▸ ARTICLE
════════

3 Did the accelerated tensions of the Revolutionary movement encourage such suits? Would abolitionist pressure have developed anyway? These questions must be answered elsewhere.
4
The cases do provide some basis for generalization. That such problems were taken to court for disposition in civil suits emphasizes the settled state of Massachusetts society at the time. A suit for trespass to the person is an exceptionally sophisticated way of testing an issue which could have been determined either by force or by flight.
It is significant that each plaintiff sought to justify his or her freedom as much on evidentiary grounds as on grounds of policy or the rights of man. As Putnam put it in
Newport v. Billing, “Point in issue, Slave or not?” That point arose differently in different cases, depending on the twists the pleadings took and on the facts of each Negro's condition. With the exception of
Margaret v. Muzzy, No.
40, the declarations sounded in trespass and the relief sought was damages for false imprisonment. “Freedom” was thus determined only as an incident of the right to maintain the action, much as title was tried in trespass to chattels. The form of action set the procedural frame of the case, but the facts determined counsel's pleading strategy.

════════

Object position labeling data
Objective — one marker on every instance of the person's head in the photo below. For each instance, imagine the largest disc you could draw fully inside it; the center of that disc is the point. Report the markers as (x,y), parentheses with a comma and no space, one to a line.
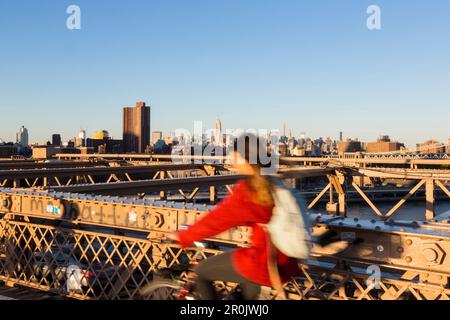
(249,156)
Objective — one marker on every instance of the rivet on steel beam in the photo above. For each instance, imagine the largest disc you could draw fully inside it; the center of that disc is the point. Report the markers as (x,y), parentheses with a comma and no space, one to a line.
(430,254)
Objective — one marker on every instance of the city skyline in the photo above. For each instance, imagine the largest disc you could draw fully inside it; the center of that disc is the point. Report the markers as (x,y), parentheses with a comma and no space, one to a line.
(257,64)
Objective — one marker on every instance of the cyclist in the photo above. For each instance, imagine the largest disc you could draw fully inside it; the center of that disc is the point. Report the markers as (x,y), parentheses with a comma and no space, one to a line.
(250,204)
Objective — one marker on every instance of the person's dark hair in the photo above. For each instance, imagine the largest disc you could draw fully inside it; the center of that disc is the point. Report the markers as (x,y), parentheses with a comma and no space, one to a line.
(254,150)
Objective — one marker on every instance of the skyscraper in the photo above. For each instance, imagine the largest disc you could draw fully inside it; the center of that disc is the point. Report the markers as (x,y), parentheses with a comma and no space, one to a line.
(22,137)
(56,140)
(136,128)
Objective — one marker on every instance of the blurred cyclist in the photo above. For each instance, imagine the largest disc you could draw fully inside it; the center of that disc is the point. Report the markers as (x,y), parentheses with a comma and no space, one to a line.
(250,204)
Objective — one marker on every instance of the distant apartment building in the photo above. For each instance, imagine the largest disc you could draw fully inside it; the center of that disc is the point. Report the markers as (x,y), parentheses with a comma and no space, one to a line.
(136,128)
(56,140)
(8,150)
(156,136)
(47,152)
(100,135)
(22,137)
(431,147)
(349,146)
(105,145)
(384,145)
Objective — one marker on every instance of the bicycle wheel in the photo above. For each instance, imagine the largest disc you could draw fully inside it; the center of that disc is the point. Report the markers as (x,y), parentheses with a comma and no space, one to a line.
(161,289)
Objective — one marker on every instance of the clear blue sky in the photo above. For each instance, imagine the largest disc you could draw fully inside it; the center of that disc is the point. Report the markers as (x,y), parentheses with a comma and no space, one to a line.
(255,63)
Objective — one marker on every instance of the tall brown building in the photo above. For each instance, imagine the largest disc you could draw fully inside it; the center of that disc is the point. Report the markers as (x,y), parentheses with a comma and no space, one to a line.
(136,128)
(384,145)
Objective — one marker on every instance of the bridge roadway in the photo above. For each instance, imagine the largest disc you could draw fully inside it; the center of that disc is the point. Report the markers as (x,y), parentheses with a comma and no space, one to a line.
(408,162)
(412,255)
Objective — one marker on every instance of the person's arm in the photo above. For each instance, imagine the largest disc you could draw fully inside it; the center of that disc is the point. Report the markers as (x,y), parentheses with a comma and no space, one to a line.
(231,212)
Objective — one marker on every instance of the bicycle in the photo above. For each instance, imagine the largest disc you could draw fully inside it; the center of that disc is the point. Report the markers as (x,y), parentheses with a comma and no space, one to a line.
(182,288)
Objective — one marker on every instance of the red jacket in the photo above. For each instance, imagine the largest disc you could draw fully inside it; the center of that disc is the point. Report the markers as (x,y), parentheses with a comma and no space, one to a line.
(237,209)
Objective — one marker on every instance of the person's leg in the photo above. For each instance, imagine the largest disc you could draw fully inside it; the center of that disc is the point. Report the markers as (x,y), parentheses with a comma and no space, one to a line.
(220,268)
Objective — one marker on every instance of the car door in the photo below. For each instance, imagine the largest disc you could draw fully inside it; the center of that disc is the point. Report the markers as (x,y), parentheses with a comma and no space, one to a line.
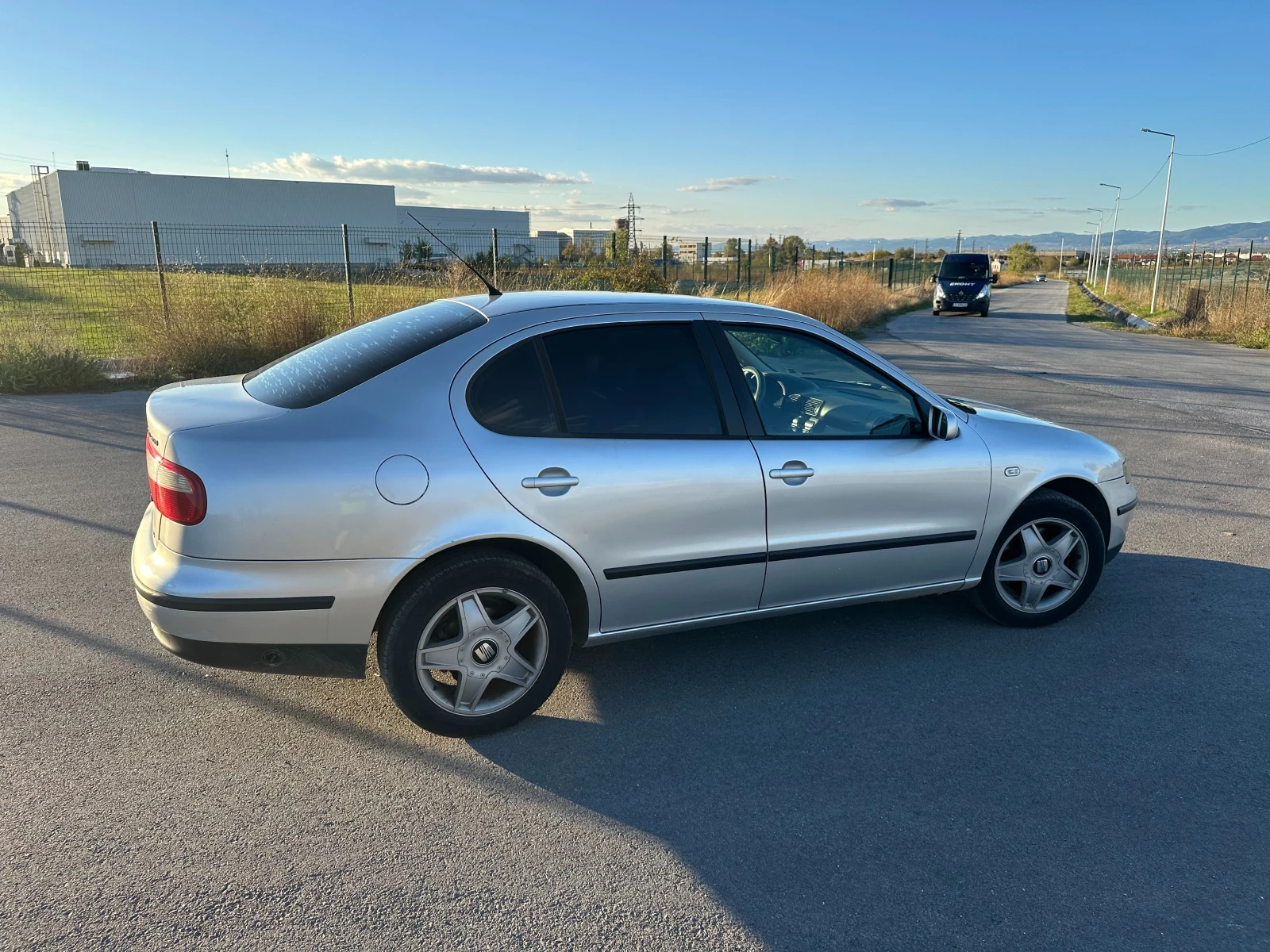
(860,499)
(614,436)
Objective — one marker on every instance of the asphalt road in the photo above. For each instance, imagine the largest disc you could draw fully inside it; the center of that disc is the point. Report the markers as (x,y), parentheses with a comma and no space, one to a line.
(888,777)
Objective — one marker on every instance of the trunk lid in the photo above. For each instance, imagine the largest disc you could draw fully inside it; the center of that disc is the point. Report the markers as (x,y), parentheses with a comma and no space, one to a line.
(202,403)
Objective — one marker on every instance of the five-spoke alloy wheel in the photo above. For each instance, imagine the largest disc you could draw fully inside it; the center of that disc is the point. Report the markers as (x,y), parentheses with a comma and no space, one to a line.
(475,644)
(1045,562)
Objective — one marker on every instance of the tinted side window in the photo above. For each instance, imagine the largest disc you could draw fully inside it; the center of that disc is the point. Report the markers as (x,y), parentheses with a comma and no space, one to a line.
(643,380)
(341,362)
(510,395)
(806,387)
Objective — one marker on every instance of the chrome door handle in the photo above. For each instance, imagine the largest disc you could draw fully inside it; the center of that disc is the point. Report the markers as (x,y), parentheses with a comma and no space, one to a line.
(795,473)
(549,482)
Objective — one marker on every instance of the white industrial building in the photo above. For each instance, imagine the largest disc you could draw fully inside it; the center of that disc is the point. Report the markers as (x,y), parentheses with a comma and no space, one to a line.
(102,217)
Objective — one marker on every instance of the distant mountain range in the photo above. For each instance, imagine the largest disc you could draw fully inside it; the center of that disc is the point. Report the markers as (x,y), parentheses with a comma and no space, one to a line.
(1233,235)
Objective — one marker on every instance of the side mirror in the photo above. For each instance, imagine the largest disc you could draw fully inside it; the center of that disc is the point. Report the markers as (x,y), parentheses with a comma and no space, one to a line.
(941,425)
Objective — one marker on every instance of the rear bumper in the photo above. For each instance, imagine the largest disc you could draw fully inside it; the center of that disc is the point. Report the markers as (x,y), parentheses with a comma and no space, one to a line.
(247,613)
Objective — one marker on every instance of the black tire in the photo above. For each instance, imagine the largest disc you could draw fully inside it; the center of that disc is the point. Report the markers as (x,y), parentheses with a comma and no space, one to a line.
(1041,505)
(410,612)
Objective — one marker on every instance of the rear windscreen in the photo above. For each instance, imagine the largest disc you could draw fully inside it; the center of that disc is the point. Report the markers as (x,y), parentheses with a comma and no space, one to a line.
(341,362)
(965,267)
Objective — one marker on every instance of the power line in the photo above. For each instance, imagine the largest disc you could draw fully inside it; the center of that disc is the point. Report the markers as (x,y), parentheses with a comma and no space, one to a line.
(1149,184)
(1223,152)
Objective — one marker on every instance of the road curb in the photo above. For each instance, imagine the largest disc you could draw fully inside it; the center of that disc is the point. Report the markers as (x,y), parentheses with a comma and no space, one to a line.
(1117,313)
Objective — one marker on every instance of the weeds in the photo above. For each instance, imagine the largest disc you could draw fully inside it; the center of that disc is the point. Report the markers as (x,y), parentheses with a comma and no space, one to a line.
(849,301)
(1233,319)
(33,368)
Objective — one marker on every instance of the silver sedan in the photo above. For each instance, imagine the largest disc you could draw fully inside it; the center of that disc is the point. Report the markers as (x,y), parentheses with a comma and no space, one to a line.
(483,484)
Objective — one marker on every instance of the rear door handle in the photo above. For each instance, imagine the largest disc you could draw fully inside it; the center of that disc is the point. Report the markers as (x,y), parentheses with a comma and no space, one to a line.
(795,473)
(552,482)
(549,482)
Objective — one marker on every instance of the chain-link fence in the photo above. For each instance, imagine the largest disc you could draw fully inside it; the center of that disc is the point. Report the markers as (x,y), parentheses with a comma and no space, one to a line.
(1193,283)
(105,290)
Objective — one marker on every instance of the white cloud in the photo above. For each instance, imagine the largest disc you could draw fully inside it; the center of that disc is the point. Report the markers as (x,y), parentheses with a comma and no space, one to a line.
(410,175)
(725,184)
(891,205)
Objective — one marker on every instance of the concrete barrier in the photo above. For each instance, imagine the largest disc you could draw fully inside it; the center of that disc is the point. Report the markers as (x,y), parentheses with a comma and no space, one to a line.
(1119,314)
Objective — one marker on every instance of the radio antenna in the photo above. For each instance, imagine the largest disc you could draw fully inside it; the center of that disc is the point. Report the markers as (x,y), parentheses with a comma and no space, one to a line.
(493,291)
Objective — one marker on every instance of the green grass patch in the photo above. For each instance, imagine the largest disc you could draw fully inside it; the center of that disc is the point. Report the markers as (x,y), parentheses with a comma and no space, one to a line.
(33,368)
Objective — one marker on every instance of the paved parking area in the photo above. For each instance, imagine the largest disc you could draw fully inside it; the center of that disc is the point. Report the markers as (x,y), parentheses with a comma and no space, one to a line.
(905,776)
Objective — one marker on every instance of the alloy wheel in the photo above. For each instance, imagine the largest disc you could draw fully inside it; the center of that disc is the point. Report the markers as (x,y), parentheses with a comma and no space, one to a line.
(482,651)
(1041,565)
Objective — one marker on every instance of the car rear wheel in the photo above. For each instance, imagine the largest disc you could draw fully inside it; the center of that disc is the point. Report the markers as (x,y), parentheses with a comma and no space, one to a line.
(1045,564)
(475,645)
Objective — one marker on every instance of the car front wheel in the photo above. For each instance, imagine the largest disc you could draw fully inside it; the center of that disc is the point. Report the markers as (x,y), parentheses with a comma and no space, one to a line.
(1045,564)
(476,644)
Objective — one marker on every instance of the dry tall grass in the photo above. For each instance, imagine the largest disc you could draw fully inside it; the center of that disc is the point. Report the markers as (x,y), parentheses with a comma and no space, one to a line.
(850,301)
(1241,317)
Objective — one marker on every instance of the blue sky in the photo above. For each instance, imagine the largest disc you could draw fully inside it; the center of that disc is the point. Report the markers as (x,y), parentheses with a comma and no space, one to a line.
(825,120)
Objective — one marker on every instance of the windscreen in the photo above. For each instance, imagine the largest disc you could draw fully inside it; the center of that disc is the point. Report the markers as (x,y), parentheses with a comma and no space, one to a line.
(965,268)
(341,362)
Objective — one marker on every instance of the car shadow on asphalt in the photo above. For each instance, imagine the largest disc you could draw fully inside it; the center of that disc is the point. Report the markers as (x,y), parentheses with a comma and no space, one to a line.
(906,774)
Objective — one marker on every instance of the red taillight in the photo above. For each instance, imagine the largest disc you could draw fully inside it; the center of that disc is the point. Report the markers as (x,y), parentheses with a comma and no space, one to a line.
(177,493)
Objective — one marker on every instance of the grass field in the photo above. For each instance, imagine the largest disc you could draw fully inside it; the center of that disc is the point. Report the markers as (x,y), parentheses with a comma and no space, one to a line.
(1238,321)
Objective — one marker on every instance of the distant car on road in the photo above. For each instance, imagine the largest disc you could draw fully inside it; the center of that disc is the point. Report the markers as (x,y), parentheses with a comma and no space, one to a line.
(484,484)
(963,283)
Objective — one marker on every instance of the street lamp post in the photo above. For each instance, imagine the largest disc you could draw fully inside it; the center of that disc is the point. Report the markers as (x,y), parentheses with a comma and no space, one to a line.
(1164,216)
(1089,264)
(1098,247)
(1115,219)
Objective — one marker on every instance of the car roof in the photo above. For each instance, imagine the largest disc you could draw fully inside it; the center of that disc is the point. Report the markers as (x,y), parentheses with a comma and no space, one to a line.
(598,301)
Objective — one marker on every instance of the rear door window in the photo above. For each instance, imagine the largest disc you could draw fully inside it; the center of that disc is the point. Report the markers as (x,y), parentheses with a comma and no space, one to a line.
(510,395)
(633,380)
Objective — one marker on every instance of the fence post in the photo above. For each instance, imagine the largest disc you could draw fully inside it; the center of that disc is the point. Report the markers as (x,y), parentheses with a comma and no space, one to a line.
(1248,278)
(749,266)
(163,282)
(348,273)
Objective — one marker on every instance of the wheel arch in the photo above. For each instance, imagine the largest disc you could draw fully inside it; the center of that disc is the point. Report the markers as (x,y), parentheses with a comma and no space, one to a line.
(556,568)
(1089,495)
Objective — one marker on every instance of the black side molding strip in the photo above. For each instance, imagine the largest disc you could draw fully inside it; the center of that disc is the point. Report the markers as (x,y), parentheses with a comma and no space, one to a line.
(309,660)
(872,546)
(304,603)
(687,565)
(632,571)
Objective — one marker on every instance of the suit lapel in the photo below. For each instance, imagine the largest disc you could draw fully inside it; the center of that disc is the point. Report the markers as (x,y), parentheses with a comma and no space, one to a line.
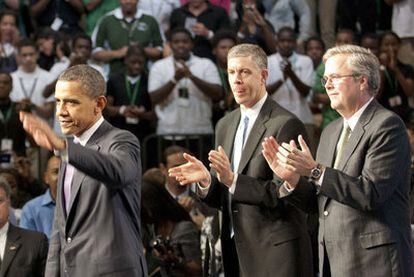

════════

▸ REQUEST 1
According to the passage on Massachusetts freedom suits, on what grounds did each plaintiff seek to justify his or her freedom? List every ground it names.
▸ REQUEST 2
Answer these questions using the passage on Massachusetts freedom suits:
(a) According to the passage, what does bringing such problems to court in civil suits emphasize?
(b) In which case did Putnam write "Point in issue, Slave or not?"
(c) What relief did the trespass declarations seek?
▸ REQUEST 3
Pick up the passage on Massachusetts freedom suits after its final sentence and keep writing.

▸ EXERCISE ANSWER 1
- Evidentiary grounds
- Grounds of policy
- The rights of man

▸ EXERCISE ANSWER 2
(a) The settled state of Massachusetts society at the time.
(b) Newport v. Billing.
(c) Damages for false imprisonment.

▸ EXERCISE ANSWER 3
In
Slew v. Whipple, the initial skirmish centered on an attempt to abate the writ because the plaintiff had styled herself therein as a spinster. Adams' notes are cryptic, but it appears that counsel for the master argued that plaintiff's previous marriages, apparently to Negroes, had been valid, that “Jenny Slew, spinster,” did not exist, and that her writ must accordingly fail. A divided court rejected that effort. The trial on the merits went forward. Here the plaintiff's case was that, although her father had been a Negro, her mother had been white; the plaintiff, therefore, ought to be a free woman. The defense was only that the plaintiff had never proved her possession of her liberty; the defendant did not or could not introduce affirmative evidence of plaintiff's slave status. The jury thereupon awarded £4 damages and costs to Jenny.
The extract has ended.